* **REQUIRED TASK A**
In the document text, which article and section of the Agreement does the Charging Party say specifically permits Byram not to wear her uniform?

* **DOCUMENT TEXT**
The Charging Party argues that the Respondent was required to negotiate over the substance of its decision to change the dress code applicable to Byram while she was on official time. The Charging Party points to Authority case law to contend that the performance of union representational activities under § 7131(d) of the Statute does not involve the performance of agency work. See AFGE, Council 214, AFL-CIO,31 FLRA 1259, 1261-62, (1988); U.S. Dep’t of Def., Army & Air Force Exch. Serv., Dall., Tex., 53 FLRA 20, 23-24 (1997); NAGE, SEIU, AFL-CIO,26 FLRA 515 (1987).
The Charging Party rejects the Respondent’s defense that it was not required to bargain in this case because the Charging Party asserts the attire to be worn by union officials while on official time was not specifically addressed in the Agreement. The Charging Party maintains that the language of the Agreement excuses bargaining by the Respondent only over matters “specifically addressed” in the Agreement. The Charging Party argues that the Respondent’s position, that it could hold Byram to the attire and appearance standards for non-uniformed employees while performing official time, was refuted by the Respondent’s lone witness who stated that a uniformed employee was not transformed into a non-uniformed employee when excused from wearing a uniform.
The Charging Party argues that while Byram is a uniformed employee, her attire and appearance is not governed by Sections 1 and 2 of Article 44 addressing uniformed employees because Article 30, Section 14 of the Agreement specifically permits her to not wear her uniform. The Charging Party asserts therefore that the first prong of the Authority’s “covered by” doctrine, whether the matter was “specifically addressed” or “expressly contained” in the Agreement, did not excuse the Respondent’s conduct.
The Charging Party also contends that second prong of the Authority’s “covered by” analysis does not support the Respondent’s position. The Charging Party looks to testimony regarding the bargaining history of Article 26, Section 4 of the Agreement to support its claim that only the first prong of the Authority’s “covered by” analysis would apply when evaluating whether the Respondent had a duty to bargain over agency-initiated mid-term changes. Consequently, the parties agreed that the second prong of the Authority’s “covered by” test would not apply in evaluating a “covered by” defense by the Respondent. The Charging Party asserts that since the parties never negotiated over the attire standards for union representatives while on official time, the Respondent’s “covered by” defense must be rejected.
The Charging Party requests a finding that the Respondent made a unilateral change in Byram’s working conditions when it imposed new attire and appearance standards that had a greater than de minimis impact upon her working conditions and those of other bargaining unit employees.
The Charging Party asserts that a status quo ante remedy is appropriate here because the change was substantively negotiable and there were no special circumstances present. U.S. DOJ, INS, L.A., Cal.,59 FLRA 387 (2003). The Charging Party asserts that there is no evidence that the Respondent was motivated by a management right or what management right was involved in regulating the attire of union officials while on official time. The Charging Party argues there is no evidence of special circumstances here that would prevent a status quo ante remedy.

* **RECORD EXCERPTS**
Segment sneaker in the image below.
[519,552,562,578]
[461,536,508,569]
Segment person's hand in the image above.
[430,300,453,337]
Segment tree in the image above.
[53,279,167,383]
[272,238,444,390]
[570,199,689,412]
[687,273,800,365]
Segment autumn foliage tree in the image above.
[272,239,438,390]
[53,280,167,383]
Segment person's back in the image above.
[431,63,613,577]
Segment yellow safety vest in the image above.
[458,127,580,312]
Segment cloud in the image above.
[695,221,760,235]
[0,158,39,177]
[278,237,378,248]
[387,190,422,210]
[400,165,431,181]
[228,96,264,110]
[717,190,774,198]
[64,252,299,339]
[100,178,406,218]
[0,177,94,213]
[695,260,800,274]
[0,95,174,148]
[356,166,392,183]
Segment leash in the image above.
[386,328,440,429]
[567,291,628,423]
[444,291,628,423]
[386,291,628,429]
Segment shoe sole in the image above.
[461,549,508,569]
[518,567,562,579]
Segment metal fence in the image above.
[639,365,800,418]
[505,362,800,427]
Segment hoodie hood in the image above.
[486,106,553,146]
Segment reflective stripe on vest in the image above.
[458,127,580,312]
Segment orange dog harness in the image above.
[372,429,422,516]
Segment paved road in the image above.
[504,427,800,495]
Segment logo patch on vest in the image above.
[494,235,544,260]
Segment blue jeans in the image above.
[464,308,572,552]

* **REQUIRED TASK B**
Give the lines of the rows from the one containing "Segment paved road in the image above." through the end of the rows, inclusive, as a Markdown table with columns Index and Entry. Number each line and leave out blank lines.

* **TASK RESULT A**
Article 30, Section 14

* **TASK RESULT B**
| Index | Entry |
|---|---|
| 1 | Segment paved road in the image above. |
| 2 | [504,427,800,495] |
| 3 | Segment logo patch on vest in the image above. |
| 4 | [494,235,544,260] |
| 5 | Segment blue jeans in the image above. |
| 6 | [464,308,572,552] |